Angezeigter Text:
+ + +

Foto: Pfarrbriefservice


Am 1. Dezember 2019 starteten sie den Synodalen Weg. Dabei geht es um ein deutliches Mehr an Selbstbestimmung der Gläubigen vor Ort und in den Bistümern, um mehr Geschlechtergerechtigkeit, eine veränderte Sexualmoral und flachere Hierarchien und damit, wie es der Fundamentaltheologe Magnus Striet in einem Beitrag der „Herder Korrespondenz“ formulierte, um nichts weniger als die Frage: Wie modernitäts- und pluralitätsfähig ist der Katholizismus? Was letztendlich zu der katholischen Gretchenfrage führt: Wie hältst du es mit der Freiheit?

+ + +

Datenauszüge:
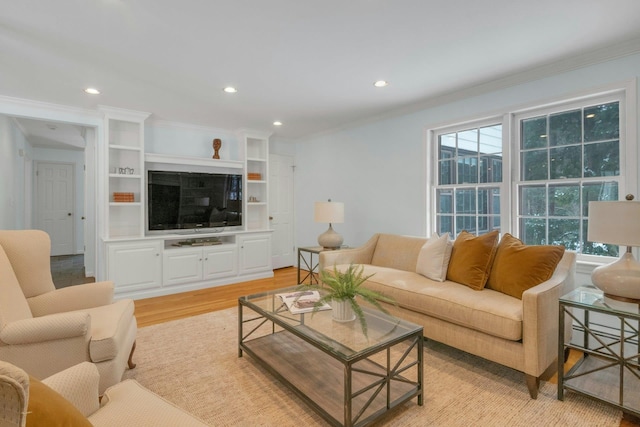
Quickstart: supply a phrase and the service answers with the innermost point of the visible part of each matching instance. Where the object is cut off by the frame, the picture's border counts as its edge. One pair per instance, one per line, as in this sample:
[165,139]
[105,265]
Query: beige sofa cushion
[13,304]
[399,252]
[471,259]
[129,404]
[48,408]
[109,328]
[434,256]
[487,311]
[518,267]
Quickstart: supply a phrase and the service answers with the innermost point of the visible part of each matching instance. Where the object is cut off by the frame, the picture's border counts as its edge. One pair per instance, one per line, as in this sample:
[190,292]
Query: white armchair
[44,330]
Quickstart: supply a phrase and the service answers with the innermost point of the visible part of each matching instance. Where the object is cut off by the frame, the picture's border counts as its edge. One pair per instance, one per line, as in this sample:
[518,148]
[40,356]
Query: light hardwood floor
[151,311]
[156,310]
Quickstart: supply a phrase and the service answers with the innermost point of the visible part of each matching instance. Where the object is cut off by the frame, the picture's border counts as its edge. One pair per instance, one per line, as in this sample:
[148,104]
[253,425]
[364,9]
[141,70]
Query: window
[567,159]
[538,182]
[469,178]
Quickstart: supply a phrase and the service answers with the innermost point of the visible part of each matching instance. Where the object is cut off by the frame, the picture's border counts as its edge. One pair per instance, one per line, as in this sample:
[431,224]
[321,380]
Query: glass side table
[605,330]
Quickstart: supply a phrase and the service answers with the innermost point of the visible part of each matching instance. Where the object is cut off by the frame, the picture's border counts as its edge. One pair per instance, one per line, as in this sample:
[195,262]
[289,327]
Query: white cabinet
[220,261]
[257,180]
[135,266]
[124,178]
[184,265]
[255,253]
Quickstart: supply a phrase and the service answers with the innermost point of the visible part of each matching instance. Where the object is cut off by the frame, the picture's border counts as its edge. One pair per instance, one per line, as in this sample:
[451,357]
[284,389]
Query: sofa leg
[130,361]
[533,383]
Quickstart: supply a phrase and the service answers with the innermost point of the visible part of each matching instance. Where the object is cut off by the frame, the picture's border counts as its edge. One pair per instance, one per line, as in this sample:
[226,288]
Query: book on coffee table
[302,301]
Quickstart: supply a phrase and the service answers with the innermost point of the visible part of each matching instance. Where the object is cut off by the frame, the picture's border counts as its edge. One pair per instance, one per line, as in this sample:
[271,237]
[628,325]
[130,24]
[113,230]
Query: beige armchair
[70,397]
[45,330]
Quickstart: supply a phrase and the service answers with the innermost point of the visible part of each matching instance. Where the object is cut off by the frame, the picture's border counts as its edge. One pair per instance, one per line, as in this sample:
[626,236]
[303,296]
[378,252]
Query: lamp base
[330,239]
[620,279]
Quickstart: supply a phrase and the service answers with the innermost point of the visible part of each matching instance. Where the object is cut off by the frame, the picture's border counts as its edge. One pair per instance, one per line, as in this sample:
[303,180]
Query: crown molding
[26,108]
[187,126]
[548,69]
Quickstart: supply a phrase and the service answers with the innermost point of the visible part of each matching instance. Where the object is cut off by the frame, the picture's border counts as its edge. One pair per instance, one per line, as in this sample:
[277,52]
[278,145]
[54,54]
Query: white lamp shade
[329,212]
[615,223]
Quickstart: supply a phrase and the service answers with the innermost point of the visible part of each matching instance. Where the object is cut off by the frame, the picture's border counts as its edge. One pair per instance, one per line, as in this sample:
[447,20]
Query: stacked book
[302,301]
[123,197]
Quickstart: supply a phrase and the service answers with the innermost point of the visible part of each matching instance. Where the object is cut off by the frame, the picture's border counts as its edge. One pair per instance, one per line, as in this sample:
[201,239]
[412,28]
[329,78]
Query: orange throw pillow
[518,267]
[48,408]
[471,259]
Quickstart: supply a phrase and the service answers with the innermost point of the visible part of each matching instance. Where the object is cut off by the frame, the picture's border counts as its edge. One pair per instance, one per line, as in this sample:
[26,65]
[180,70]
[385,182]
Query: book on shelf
[302,301]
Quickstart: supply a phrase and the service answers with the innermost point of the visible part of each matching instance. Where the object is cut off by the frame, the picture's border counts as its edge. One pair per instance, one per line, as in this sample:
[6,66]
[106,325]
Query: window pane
[533,200]
[533,231]
[468,142]
[534,133]
[534,165]
[467,170]
[465,222]
[596,248]
[490,140]
[602,122]
[490,169]
[564,200]
[565,128]
[602,159]
[445,201]
[446,146]
[598,191]
[489,201]
[466,201]
[566,162]
[445,225]
[447,172]
[565,232]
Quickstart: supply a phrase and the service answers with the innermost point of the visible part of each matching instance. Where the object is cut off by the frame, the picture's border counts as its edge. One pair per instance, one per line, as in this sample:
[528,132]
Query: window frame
[628,179]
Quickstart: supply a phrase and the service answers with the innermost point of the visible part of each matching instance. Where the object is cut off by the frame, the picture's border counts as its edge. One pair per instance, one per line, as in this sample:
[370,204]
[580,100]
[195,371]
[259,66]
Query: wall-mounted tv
[193,201]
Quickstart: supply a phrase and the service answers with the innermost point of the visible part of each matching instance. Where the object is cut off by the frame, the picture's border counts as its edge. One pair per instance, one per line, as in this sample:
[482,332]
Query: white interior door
[281,210]
[55,205]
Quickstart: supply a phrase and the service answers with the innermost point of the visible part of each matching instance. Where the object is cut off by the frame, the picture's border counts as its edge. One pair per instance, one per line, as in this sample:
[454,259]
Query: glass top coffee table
[346,377]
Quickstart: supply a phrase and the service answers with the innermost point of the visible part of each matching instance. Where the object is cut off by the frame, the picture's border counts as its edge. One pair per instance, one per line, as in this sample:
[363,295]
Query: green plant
[346,286]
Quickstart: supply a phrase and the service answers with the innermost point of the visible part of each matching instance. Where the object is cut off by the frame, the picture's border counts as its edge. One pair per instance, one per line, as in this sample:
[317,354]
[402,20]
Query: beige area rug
[194,363]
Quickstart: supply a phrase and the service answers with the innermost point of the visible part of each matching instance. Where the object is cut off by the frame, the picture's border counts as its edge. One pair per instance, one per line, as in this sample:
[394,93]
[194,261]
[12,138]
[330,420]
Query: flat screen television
[193,201]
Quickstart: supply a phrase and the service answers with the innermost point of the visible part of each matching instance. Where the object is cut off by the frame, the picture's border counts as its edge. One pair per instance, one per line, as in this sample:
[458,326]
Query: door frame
[292,227]
[74,189]
[93,120]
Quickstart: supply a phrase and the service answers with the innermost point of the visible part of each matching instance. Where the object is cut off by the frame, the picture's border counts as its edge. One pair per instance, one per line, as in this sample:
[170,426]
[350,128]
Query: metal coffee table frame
[288,331]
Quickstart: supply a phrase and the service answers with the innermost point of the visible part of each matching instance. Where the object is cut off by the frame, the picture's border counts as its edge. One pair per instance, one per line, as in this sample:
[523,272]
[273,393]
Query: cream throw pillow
[434,257]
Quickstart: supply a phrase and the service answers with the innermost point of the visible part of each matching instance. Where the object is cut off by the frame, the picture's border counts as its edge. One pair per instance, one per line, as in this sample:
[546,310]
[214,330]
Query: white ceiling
[308,63]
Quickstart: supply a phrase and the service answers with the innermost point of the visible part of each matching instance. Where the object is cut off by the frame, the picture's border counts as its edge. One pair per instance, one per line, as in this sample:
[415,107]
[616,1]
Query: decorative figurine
[217,143]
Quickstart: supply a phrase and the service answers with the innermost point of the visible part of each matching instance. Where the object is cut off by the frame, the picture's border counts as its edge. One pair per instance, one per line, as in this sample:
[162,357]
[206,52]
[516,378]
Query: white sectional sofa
[519,333]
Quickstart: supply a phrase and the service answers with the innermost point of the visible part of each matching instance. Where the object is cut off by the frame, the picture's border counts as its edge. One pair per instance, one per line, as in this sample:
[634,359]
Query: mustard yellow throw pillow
[518,267]
[48,408]
[471,259]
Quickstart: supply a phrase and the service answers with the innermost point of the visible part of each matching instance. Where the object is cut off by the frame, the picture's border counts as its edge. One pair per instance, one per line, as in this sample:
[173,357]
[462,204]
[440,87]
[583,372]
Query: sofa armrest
[540,317]
[72,298]
[79,385]
[46,328]
[360,255]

+ + +

Übungen:
A. An welchem Tag begann laut dem Text über den Synodalen Weg dieser Weg?
B. Sammle bitte aus den Datensätzen jede Zeile, die die Zeichenfolge „pillow“ enthält.

Lösungen:
A. Am 1. Dezember 2019.

B.
Query: orange throw pillow
Query: cream throw pillow
Query: mustard yellow throw pillow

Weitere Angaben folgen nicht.